* **Exercise**: Find every line in the items below that contains the string "positive", matching case exactly, and copy each of those lines.
──────────────────────────────
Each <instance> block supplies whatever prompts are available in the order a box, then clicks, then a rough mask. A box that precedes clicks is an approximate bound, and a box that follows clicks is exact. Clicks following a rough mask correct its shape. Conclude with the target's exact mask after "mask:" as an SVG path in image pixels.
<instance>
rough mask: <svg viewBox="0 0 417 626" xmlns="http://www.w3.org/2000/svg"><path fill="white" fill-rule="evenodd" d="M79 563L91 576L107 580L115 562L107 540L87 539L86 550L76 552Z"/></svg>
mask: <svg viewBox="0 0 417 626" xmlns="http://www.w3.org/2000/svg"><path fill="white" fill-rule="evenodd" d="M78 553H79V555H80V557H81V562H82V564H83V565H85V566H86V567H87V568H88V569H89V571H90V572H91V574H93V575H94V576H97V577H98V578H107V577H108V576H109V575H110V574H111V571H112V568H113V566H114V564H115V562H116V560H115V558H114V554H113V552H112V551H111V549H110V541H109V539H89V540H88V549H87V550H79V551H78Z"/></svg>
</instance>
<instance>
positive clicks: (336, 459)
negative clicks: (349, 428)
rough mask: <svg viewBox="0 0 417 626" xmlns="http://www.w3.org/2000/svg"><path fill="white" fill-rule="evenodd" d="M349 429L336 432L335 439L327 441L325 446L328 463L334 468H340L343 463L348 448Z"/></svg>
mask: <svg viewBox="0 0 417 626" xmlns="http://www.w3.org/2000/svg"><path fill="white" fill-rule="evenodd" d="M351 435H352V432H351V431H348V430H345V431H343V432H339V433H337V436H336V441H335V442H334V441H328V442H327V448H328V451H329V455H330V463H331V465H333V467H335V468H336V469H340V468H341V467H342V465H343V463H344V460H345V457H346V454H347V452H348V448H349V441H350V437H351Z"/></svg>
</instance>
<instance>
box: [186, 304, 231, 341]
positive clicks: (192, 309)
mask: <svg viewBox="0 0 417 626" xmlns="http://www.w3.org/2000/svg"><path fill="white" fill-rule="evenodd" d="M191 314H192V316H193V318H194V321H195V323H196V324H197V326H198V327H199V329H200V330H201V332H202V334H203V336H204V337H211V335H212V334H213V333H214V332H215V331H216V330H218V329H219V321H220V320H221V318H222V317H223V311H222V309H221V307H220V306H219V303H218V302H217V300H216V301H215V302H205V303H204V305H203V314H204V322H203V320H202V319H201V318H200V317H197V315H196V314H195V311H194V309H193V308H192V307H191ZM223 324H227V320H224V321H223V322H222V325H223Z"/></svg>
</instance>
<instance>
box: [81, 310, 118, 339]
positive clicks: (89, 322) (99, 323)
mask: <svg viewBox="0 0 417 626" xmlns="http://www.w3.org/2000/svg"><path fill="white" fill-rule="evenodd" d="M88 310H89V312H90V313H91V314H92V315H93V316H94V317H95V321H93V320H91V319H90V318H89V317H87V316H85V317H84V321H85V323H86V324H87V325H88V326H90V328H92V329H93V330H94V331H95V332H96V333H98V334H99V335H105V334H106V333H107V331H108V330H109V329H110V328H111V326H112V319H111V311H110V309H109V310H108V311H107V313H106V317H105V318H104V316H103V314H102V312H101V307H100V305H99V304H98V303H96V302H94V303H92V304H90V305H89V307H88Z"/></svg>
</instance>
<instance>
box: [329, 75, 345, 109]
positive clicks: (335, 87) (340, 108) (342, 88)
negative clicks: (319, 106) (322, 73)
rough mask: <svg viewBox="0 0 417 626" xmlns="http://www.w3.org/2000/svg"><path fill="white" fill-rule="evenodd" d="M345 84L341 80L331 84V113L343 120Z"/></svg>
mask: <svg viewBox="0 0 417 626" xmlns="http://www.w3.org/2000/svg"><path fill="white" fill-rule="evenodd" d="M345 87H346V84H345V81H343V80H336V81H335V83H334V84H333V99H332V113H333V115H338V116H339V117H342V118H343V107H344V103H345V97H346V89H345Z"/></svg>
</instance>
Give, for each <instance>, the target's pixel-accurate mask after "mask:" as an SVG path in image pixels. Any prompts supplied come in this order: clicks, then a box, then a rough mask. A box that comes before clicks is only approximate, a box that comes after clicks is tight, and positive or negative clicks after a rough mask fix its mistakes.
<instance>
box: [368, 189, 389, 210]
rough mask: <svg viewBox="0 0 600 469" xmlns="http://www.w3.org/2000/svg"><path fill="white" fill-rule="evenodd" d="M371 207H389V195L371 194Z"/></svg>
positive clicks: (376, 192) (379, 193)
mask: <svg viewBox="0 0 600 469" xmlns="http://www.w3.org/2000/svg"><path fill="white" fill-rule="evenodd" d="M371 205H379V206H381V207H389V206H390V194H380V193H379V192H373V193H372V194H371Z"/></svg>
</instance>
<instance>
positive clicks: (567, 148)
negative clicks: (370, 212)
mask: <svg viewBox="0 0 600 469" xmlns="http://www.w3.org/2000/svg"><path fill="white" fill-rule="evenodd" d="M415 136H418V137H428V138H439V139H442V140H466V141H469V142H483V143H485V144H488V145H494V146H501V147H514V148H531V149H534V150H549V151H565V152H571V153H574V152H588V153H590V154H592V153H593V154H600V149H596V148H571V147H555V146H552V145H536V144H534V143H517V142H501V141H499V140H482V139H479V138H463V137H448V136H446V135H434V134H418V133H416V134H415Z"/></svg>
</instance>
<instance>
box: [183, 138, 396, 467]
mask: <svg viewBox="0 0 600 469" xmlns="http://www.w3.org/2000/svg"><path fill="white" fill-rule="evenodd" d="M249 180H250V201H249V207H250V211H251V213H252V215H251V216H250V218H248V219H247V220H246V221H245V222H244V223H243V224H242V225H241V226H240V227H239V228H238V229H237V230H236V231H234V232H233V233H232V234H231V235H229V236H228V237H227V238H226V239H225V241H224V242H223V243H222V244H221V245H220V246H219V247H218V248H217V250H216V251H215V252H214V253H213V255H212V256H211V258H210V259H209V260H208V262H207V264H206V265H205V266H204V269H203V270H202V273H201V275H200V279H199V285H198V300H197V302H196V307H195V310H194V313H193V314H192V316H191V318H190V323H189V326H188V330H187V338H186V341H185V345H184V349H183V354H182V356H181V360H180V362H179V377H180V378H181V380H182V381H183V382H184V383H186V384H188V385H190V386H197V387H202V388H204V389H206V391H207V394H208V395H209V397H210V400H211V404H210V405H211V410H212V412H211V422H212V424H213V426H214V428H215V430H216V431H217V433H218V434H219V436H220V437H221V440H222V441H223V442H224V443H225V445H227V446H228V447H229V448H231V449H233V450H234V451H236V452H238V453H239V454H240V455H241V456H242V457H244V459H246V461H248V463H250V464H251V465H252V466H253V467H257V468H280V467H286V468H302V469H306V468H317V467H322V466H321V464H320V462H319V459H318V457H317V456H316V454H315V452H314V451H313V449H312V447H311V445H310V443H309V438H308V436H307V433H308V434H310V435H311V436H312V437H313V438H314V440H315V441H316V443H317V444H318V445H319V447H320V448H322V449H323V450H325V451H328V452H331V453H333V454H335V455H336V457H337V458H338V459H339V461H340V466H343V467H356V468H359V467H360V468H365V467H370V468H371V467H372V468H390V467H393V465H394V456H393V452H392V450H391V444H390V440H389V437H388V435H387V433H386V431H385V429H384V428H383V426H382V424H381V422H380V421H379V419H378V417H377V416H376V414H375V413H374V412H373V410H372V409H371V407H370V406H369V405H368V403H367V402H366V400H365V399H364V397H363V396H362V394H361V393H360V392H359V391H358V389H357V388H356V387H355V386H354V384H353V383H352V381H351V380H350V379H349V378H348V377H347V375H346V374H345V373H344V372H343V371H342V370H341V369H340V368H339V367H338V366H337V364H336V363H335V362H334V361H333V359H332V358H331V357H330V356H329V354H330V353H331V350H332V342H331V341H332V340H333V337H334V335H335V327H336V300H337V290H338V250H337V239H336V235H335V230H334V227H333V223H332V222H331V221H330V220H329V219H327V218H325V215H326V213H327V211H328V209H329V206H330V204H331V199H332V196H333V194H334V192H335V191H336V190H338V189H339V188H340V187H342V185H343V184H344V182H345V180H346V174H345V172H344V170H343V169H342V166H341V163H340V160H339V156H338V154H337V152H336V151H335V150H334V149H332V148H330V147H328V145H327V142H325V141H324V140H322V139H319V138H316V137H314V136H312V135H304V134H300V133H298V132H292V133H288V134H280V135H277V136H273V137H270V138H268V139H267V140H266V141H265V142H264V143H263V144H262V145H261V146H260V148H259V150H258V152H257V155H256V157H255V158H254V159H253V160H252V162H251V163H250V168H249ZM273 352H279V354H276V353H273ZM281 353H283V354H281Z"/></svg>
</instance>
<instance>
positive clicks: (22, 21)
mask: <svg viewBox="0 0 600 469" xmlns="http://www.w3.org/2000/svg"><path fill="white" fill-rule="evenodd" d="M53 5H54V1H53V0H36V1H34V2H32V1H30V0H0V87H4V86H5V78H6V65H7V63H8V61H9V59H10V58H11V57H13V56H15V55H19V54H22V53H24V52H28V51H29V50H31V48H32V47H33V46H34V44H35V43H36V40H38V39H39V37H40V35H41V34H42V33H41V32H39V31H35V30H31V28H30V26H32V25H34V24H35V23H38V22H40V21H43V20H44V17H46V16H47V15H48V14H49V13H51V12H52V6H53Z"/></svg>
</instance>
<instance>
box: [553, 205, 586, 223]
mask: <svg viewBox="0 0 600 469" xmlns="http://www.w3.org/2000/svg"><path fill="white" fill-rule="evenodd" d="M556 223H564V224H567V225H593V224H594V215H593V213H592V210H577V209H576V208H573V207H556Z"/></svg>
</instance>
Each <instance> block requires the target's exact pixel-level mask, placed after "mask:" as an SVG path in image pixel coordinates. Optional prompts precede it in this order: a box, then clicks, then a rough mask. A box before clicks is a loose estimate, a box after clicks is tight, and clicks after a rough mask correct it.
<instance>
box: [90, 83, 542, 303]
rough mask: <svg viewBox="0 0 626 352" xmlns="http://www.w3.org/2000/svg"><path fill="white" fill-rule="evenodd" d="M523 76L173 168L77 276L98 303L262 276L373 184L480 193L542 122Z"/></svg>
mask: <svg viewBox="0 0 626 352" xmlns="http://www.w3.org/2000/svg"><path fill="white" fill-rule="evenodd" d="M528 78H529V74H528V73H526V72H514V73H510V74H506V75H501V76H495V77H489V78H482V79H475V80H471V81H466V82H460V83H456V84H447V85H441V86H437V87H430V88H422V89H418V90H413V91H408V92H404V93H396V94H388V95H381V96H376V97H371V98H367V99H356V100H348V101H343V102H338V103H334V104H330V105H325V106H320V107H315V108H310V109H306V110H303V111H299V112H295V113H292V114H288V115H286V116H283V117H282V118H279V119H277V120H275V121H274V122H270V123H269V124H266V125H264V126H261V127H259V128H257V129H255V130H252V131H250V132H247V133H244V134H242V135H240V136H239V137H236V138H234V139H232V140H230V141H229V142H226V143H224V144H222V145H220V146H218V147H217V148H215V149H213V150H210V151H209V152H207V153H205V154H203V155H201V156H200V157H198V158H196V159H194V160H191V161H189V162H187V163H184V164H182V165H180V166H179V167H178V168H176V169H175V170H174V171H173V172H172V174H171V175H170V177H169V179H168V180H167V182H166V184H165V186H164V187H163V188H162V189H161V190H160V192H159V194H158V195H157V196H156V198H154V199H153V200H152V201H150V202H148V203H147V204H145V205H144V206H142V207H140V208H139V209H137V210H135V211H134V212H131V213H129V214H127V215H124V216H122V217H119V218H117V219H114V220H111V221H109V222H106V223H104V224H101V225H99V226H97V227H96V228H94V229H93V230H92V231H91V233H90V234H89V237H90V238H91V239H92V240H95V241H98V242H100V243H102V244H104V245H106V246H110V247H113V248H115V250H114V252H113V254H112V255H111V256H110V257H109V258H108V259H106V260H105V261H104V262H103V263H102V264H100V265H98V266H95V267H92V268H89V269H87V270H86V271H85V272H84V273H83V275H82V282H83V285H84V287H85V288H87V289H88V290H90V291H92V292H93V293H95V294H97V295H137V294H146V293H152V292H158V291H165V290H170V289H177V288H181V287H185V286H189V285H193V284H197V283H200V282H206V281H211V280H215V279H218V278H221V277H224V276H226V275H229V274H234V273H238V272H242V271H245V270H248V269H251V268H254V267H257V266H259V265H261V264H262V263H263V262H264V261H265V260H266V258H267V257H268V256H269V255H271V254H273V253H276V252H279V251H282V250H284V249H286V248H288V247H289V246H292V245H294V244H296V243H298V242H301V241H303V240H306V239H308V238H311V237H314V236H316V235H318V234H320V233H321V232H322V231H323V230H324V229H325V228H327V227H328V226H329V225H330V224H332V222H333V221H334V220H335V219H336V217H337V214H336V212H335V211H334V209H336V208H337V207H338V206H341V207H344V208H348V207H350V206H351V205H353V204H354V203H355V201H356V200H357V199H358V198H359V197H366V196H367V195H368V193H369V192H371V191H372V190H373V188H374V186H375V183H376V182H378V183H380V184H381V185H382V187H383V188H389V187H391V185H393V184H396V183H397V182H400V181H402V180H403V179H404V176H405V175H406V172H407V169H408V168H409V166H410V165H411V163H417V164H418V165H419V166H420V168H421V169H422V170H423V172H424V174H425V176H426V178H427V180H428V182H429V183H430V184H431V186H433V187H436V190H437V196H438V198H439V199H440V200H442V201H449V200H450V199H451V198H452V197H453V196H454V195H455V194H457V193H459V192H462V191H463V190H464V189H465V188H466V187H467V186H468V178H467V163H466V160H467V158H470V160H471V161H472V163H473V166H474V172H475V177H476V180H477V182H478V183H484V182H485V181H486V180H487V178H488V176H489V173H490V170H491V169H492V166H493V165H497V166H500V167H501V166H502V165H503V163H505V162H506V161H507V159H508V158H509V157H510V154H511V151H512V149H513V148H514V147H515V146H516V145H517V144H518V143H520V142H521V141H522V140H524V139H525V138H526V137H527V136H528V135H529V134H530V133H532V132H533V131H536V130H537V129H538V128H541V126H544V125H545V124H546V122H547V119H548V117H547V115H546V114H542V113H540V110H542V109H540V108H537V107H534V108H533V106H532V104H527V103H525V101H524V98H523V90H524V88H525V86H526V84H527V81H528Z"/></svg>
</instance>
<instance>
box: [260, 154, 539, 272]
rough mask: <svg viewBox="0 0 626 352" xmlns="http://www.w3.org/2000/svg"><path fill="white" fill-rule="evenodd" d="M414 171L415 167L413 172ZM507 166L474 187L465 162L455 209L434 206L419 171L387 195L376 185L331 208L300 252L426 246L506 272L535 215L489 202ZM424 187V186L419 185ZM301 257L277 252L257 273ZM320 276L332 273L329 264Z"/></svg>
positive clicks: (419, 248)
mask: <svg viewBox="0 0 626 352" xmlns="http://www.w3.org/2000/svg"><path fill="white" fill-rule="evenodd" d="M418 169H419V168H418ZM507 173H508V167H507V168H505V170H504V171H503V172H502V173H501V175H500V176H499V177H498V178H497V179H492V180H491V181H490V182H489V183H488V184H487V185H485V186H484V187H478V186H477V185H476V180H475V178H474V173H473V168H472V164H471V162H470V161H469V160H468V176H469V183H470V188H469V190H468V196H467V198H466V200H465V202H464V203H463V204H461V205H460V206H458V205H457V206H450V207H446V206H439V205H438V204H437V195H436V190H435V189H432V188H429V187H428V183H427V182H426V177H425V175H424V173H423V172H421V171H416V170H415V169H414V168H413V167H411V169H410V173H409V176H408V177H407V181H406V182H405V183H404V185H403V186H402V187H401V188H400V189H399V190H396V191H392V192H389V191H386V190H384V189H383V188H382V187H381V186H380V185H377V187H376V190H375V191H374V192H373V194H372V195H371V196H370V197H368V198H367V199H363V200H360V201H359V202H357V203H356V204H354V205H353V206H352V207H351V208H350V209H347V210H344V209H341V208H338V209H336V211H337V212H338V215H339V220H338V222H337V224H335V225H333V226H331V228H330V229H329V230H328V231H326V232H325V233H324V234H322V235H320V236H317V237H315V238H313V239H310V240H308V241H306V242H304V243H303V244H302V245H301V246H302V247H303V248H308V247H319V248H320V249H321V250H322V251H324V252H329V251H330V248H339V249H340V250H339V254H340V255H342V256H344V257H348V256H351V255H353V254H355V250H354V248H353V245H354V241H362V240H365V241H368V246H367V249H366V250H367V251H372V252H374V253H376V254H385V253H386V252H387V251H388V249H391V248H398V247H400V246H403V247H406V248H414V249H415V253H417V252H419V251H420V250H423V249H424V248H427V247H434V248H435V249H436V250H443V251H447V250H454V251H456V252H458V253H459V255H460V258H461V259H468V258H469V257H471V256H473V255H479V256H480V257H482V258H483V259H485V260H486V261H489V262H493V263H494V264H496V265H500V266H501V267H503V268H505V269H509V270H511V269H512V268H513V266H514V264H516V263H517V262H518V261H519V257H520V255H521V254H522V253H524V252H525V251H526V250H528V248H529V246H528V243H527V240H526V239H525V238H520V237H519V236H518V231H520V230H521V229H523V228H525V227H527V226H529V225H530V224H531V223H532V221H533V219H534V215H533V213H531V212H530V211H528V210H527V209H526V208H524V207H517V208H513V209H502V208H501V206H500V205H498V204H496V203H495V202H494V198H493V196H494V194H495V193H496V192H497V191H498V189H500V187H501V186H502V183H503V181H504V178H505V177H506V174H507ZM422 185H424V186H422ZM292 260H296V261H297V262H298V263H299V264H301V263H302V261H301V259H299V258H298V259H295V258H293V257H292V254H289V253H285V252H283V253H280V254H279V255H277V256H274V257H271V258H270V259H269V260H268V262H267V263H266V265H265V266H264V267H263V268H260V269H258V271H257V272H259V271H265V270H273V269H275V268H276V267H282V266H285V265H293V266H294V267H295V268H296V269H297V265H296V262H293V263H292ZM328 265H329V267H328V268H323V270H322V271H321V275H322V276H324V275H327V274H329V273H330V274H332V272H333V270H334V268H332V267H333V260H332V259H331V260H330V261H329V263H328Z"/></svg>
──────────────────────────────
* **Solution below**:
positive clicks: (336, 459)
positive clicks: (192, 309)
positive clicks: (89, 322) (99, 323)
positive clicks: (335, 87) (340, 108) (342, 88)
Give, for each <instance>, the target's pixel-accurate mask after "mask:" as an SVG path in image pixels. Any prompts supplied come in this order: clicks, then a box, then a rough mask. A box that comes before clicks is only approximate, a box that comes after clicks is tight, and positive or negative clicks after a rough mask fix its mistakes.
positive clicks: (376, 192) (379, 193)
positive clicks: (567, 148)
positive clicks: (22, 21)
positive clicks: (419, 248)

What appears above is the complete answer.